__EXTRACT PROVIDED__.
______________________________
Men and Masculinities the Journal
Raewyn Connell's Influence on its New Vision
Joseph D. Nelson, Tristan Bridges, and Kristen Barber
Abstract
In this reflective piece, the new editors of the historic journal Men and Masculinities explicate how key tenets of Raewyn Connell's scholarship informed their expanded vision of the journal. It begins with a meta-analysis of empirical research published in the journal for the last 20 years, and highlights its emphasis on contemporary scholarship from various disciplines and fields. Each facet of the journal's new vision is relayed thereafter, including its feminist perspective, international focus, and interdisciplinarity. It concludes with efforts by the editors to actualize their vision in the service of broadening the field of gender, boyhood, and masculinity studies.
The Men and the Boys, Twenty Years On
Revisiting Raewyn Connell's Pivotal Text
Victoria Cann, Sebastián Madrid, Kopano Ratele, Anna Tarrant, Michael R.M. Ward, and Raewyn Connell
It is twenty years since the publication of Raewyn Connell's highly influential text The Men and the Boys. This book, building on feminist and pro-feminist perspectives of gender formation, was written over a ten-year period from the late 1980s to the late 1990s. It was published five years after the release of the groundbreaking text Masculinities (1995) and tackled multiple issues concerning boys and men. While providing an important platform and summary of where the research from the social science and humanities on men and masculinities stood in the year 2000, the book also contained a theoretical framework for understanding men and masculinities as part of gender relations. Importantly, the future direction of the field was outlined, and suggestions were made as to likely future agendas. These subjects included investigating the implications of globalization and its different characteristics on gender formation, the role of men's bodies, the impact of the media and culture in men's lives, sexuality, education, health, politics, change, violence, and peace. In recent years, questions about the lives and experiences of men and boys continue to raise remarkable media interest, public concern, and controversy on a global scale. Global changes in practices of knowledge have ensured that across the humanities and social sciences, research in the field of masculinities (of all ages) has continued to flourish and expand.
______________________________
__EXTRACTED INFORMATION__.
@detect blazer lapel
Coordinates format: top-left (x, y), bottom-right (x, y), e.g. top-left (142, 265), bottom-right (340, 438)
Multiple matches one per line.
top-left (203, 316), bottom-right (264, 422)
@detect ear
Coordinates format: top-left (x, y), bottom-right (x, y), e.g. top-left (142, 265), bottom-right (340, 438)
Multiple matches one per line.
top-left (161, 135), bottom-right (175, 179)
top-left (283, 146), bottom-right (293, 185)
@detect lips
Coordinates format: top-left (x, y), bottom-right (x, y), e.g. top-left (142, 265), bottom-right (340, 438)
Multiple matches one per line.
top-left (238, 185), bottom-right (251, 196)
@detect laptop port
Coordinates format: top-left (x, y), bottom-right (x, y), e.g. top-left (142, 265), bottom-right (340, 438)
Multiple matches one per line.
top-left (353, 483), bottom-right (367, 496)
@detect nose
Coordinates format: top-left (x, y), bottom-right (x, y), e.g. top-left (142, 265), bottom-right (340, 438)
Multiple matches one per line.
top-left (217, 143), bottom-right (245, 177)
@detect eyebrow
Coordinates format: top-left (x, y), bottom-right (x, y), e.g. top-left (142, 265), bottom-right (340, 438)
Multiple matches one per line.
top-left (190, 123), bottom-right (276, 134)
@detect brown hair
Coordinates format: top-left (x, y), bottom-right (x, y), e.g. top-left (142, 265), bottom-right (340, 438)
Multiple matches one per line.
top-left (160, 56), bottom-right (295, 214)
______________________________
__INSTRUCTIONS TO FOLLOW__. Reproduce everything from "Men and Masculinities the" down to "and masculinity studies." in the text on Men and Masculinities, swapping "editors" for "authors". The material above comes from a separate source and is unrelated to the text.

__SOLUTION FOR THIS PROBLEM__.
Men and Masculinities the Journal
Raewyn Connell's Influence on its New Vision
Joseph D. Nelson, Tristan Bridges, and Kristen Barber
Abstract
In this reflective piece, the new authors of the historic journal Men and Masculinities explicate how key tenets of Raewyn Connell's scholarship informed their expanded vision of the journal. It begins with a meta-analysis of empirical research published in the journal for the last 20 years, and highlights its emphasis on contemporary scholarship from various disciplines and fields. Each facet of the journal's new vision is relayed thereafter, including its feminist perspective, international focus, and interdisciplinarity. It concludes with efforts by the authors to actualize their vision in the service of broadening the field of gender, boyhood, and masculinity studies.